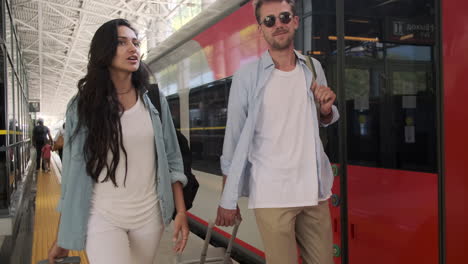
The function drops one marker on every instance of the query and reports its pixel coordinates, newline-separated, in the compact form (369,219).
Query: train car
(397,150)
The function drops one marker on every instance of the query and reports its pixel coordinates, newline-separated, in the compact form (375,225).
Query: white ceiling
(55,36)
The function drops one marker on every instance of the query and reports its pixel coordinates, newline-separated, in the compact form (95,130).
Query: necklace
(129,90)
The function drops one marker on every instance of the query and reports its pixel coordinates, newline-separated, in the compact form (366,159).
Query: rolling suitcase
(226,259)
(64,260)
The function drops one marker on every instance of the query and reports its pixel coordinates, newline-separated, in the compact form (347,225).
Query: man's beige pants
(310,227)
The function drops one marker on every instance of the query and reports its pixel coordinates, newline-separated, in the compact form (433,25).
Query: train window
(208,116)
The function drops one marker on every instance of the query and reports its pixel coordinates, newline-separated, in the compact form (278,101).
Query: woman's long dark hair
(99,109)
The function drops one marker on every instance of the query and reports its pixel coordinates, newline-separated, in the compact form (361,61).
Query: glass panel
(10,111)
(391,131)
(3,138)
(393,41)
(317,38)
(14,46)
(7,32)
(174,106)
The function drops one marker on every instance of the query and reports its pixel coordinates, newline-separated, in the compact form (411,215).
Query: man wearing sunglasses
(272,150)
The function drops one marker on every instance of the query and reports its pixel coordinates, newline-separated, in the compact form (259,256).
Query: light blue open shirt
(245,99)
(77,186)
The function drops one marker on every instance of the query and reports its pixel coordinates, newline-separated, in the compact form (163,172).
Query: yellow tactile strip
(46,217)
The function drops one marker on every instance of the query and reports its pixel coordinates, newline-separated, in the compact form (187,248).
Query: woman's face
(127,55)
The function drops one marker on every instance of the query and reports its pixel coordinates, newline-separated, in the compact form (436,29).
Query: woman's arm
(181,229)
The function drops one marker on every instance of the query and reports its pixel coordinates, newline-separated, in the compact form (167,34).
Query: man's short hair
(258,4)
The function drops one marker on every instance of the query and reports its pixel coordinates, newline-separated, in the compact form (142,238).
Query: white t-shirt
(132,205)
(284,163)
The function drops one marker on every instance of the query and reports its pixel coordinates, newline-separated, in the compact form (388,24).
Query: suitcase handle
(208,238)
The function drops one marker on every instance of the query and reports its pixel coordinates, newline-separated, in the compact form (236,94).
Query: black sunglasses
(284,17)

* THE EXERCISE *
Rewrite all of the data above, replacing every "marker" with "pin" and leaving everything else unchanged. Leave out the pictures.

* RESPONSE TO THIS TASK *
The function drops one pin on every instance of the query and reports its pixel coordinates, newline-separated, in the compact form (369,219).
Query: train car
(397,150)
The function drops one pin on every instance of the query and reports its pixel coordinates, newline-separated, in the compact form (375,225).
Query: white ceiling
(55,36)
The function drops one pin on every instance of the query and reports its pixel coordinates, newline-separated, in the compact form (95,130).
Query: necklace
(129,90)
The function drops one pin on every instance of the query and reports its pixel coordinates, newline-separated, in the compact form (366,159).
Query: rolling suitcase
(226,259)
(64,260)
The function drops one pin on every instance of the query and reports its pixel coordinates, newline-separated, in the compact form (347,225).
Query: man's beige pants
(310,227)
The function drops one pin on every instance of the query and reports its pixel coordinates, newline-separated, in the compact form (433,25).
Query: train window
(208,116)
The function drops one pin on every instance of the query and reports its pixel coordinates, newline-separated, in the compact form (278,101).
Query: woman's long dark hair
(99,109)
The function drops one pin on every instance of the query and reports its pixel coordinates, newline-separated, in the compact form (361,61).
Query: glass panel
(10,111)
(391,131)
(3,138)
(393,41)
(317,38)
(14,46)
(7,32)
(174,106)
The function drops one pin on every instance of the query and reports its pixel coordinates, newline-separated, in the compact form (411,215).
Query: man wearing sunglasses
(272,150)
The function drops one pin on every instance of the query and reports its pixel coordinates, newline-separated, in the compact form (259,256).
Query: light blue open shirt
(245,99)
(77,186)
The function drops one pin on every instance of the query and reports its pixel coordinates, newline-separated, in the compact form (163,172).
Query: yellow tactile strip
(46,217)
The function drops one pin on every instance of the query and reports its pixel coordinates, newline-separated, in the compact form (187,248).
Query: woman's face
(127,55)
The function drops one pin on every instance of the query and reports its pixel coordinates, newline-separated, in the compact form (436,29).
Query: woman's arm
(181,229)
The function drops one pin on every instance of the query and reports its pixel coordinates, newline-separated, in the compact form (167,34).
Query: man's short hair
(258,4)
The function drops one pin on every instance of the query and reports its pixel coordinates, newline-separated, in the compact form (142,238).
Query: white t-shirt
(132,205)
(284,163)
The function drops one pin on every instance of the query and reports its pixel coordinates, newline-separated, in the compact form (388,24).
Query: suitcase handle
(208,238)
The function drops one pin on every instance of the query and reports its pixel coordinates, newline-separated, in the compact form (236,94).
Query: black sunglasses
(284,17)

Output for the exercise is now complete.